━━━━━ Dataset records ━━━━━

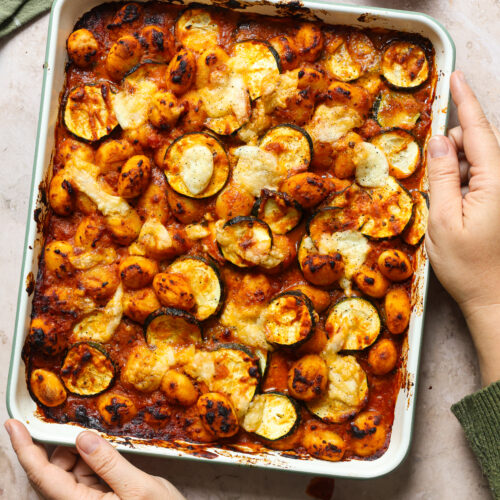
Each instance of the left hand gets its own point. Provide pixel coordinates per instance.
(85, 472)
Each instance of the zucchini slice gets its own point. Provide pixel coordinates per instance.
(87, 369)
(196, 165)
(396, 109)
(379, 212)
(205, 282)
(259, 65)
(404, 65)
(171, 326)
(132, 102)
(245, 241)
(278, 210)
(237, 374)
(372, 167)
(401, 150)
(292, 146)
(272, 416)
(342, 65)
(197, 29)
(353, 324)
(415, 232)
(346, 393)
(88, 113)
(289, 319)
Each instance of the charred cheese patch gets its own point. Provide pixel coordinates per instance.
(101, 325)
(329, 124)
(347, 390)
(372, 168)
(87, 370)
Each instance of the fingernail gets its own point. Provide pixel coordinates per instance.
(438, 146)
(88, 442)
(8, 427)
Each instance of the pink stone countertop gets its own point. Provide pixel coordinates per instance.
(440, 465)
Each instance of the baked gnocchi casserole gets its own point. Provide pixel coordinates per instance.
(234, 213)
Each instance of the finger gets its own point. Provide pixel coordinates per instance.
(51, 481)
(107, 463)
(496, 132)
(479, 141)
(456, 136)
(127, 481)
(464, 169)
(64, 458)
(85, 475)
(444, 183)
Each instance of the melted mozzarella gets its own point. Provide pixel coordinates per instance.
(131, 104)
(257, 169)
(353, 247)
(82, 175)
(329, 124)
(87, 260)
(197, 168)
(372, 167)
(246, 323)
(101, 325)
(154, 237)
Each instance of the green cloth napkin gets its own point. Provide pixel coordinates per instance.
(16, 13)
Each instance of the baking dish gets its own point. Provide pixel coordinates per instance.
(63, 17)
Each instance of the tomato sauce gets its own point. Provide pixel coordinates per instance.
(157, 419)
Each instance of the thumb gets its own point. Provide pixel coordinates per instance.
(444, 183)
(122, 477)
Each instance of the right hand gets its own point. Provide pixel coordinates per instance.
(463, 237)
(94, 471)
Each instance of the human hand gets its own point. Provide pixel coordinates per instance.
(74, 474)
(463, 236)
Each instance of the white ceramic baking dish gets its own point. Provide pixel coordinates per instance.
(63, 17)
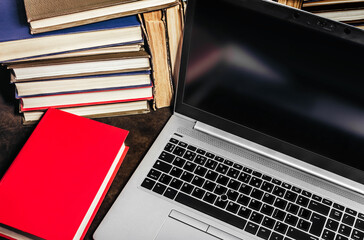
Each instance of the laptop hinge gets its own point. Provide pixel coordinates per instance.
(280, 157)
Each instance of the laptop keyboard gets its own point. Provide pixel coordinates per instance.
(247, 199)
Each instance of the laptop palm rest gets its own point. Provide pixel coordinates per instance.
(183, 227)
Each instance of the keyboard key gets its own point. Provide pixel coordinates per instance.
(187, 188)
(302, 201)
(256, 193)
(189, 166)
(233, 184)
(232, 207)
(179, 151)
(179, 162)
(297, 234)
(198, 192)
(303, 225)
(209, 186)
(351, 211)
(197, 181)
(154, 174)
(211, 164)
(268, 222)
(211, 210)
(359, 224)
(319, 207)
(304, 213)
(244, 212)
(148, 183)
(162, 166)
(332, 225)
(244, 177)
(280, 203)
(209, 155)
(159, 188)
(243, 199)
(255, 182)
(176, 183)
(201, 160)
(336, 214)
(268, 198)
(256, 217)
(291, 220)
(290, 196)
(228, 162)
(211, 175)
(219, 190)
(165, 179)
(264, 233)
(209, 197)
(176, 172)
(267, 209)
(189, 155)
(167, 157)
(232, 195)
(186, 176)
(357, 235)
(266, 186)
(251, 228)
(169, 147)
(170, 193)
(233, 173)
(345, 230)
(276, 236)
(221, 168)
(223, 180)
(318, 222)
(292, 208)
(255, 204)
(348, 219)
(281, 227)
(245, 189)
(200, 171)
(279, 214)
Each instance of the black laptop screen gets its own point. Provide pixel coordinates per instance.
(287, 86)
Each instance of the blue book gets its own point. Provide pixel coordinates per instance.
(16, 42)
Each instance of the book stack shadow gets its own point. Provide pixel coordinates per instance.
(90, 58)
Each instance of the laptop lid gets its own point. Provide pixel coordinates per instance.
(277, 76)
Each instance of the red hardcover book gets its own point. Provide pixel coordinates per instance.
(56, 184)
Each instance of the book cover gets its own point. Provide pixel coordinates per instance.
(83, 84)
(86, 98)
(59, 178)
(16, 42)
(80, 66)
(46, 15)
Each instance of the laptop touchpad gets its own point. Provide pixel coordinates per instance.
(177, 230)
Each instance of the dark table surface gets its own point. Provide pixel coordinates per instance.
(143, 129)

━━━━━

> **Work request**: All records should be output exactly, with the pictures left out.

> **Task output**:
Each instance of the left hand gets its own point. Provide pixel coordinates per instance.
(85, 472)
Each instance of the zucchini slice gets its own point. Provide pixel coordinates per instance.
(87, 369)
(196, 165)
(396, 109)
(379, 212)
(205, 282)
(259, 65)
(404, 65)
(171, 326)
(132, 102)
(245, 241)
(278, 210)
(237, 374)
(372, 167)
(401, 150)
(292, 146)
(272, 416)
(342, 65)
(197, 29)
(353, 324)
(415, 232)
(346, 393)
(88, 113)
(289, 319)
Each instance of the charred cheese patch gets its own point. Provide pixel coordinates per instance.
(101, 325)
(329, 124)
(347, 390)
(372, 168)
(87, 370)
Each instance of the fingernail gets its own point. Provide pixel coordinates per instance.
(438, 146)
(88, 442)
(8, 427)
Each instance of the pink stone countertop gets its own point. Provide pixel coordinates per instance.
(440, 465)
Each instance of the baked gnocchi casserole gets its own point. Provide pixel coordinates per instance.
(234, 213)
Each instance of the finger gets its own point. Provide pixel coordinates per instance.
(51, 481)
(107, 463)
(496, 132)
(479, 141)
(456, 136)
(127, 481)
(464, 169)
(64, 458)
(85, 475)
(444, 183)
Each instance of the melted mozzarella gets its own point. Provide pixel coordinates per instance.
(131, 104)
(257, 169)
(353, 247)
(82, 175)
(329, 124)
(87, 260)
(197, 168)
(372, 167)
(246, 323)
(101, 325)
(154, 237)
Each instance of the green cloth napkin gets its own point. Provide pixel coordinates per instance.
(16, 13)
Each instance of the baking dish gets its own point. Provide pixel coordinates per instance.
(63, 17)
Each instance of the tomato sauce gets its own point. Provide pixel coordinates per instance.
(157, 419)
Each instance of the thumb gets its own point. Provide pixel coordinates per instance.
(444, 183)
(122, 477)
Each instance of the right hand gets its own point. Provide pixel coordinates per instance.
(463, 237)
(94, 471)
Each instance of the human hand gets its own point. Provide pixel coordinates per instance.
(74, 474)
(463, 236)
Each instance of the white ceramic baking dish gets its own point. Provide pixel coordinates per instance.
(63, 17)
Each instance of the laptop hinge gets its own point. Provide pixel coordinates per instance.
(280, 157)
Each instance of the laptop keyboard gets its own point. Provide pixel coordinates per instance.
(247, 199)
Each instance of the laptop palm rest gets its own point. Provide pixel coordinates per instance.
(183, 227)
Each instance of the keyboard key gets its own point. Provide pixel coordinates per instance.
(187, 188)
(302, 201)
(256, 193)
(189, 166)
(233, 184)
(232, 207)
(179, 151)
(179, 162)
(297, 234)
(198, 192)
(303, 225)
(209, 186)
(351, 211)
(197, 181)
(154, 174)
(211, 164)
(268, 222)
(211, 210)
(359, 224)
(319, 207)
(304, 213)
(244, 212)
(148, 183)
(162, 166)
(332, 225)
(244, 177)
(280, 203)
(209, 155)
(159, 188)
(243, 199)
(255, 182)
(176, 183)
(201, 160)
(336, 214)
(268, 198)
(256, 217)
(291, 220)
(290, 196)
(228, 162)
(211, 175)
(219, 190)
(165, 179)
(264, 233)
(209, 197)
(176, 172)
(267, 209)
(189, 155)
(167, 157)
(232, 195)
(186, 176)
(357, 235)
(266, 186)
(251, 228)
(169, 147)
(170, 193)
(233, 173)
(345, 230)
(276, 236)
(221, 168)
(223, 180)
(318, 222)
(292, 208)
(255, 204)
(348, 219)
(281, 227)
(245, 189)
(200, 171)
(279, 214)
Each instance of the black laptop screen gets its own point. Provide pixel coordinates per instance.
(287, 86)
Each instance of the blue book gets its own point. Provide pixel coordinates per instance.
(16, 42)
Each instance of the book stack shadow gets its own point. Provide pixel coordinates per instance.
(90, 58)
Each instance of the laptop lid gets its own point. Provide pixel coordinates per instance.
(277, 76)
Each instance of the red hardcover book gets its own point. Provide pixel coordinates per instance.
(56, 184)
Each instance of the book cover gets its own point. Provide pixel coordinates per instance.
(83, 84)
(86, 98)
(59, 178)
(16, 42)
(80, 66)
(46, 15)
Each instance of the laptop touchpad gets its own point. Provide pixel coordinates per instance.
(177, 230)
Each instance of the dark table surface gets its own point. Provide pixel coordinates per instance.
(143, 129)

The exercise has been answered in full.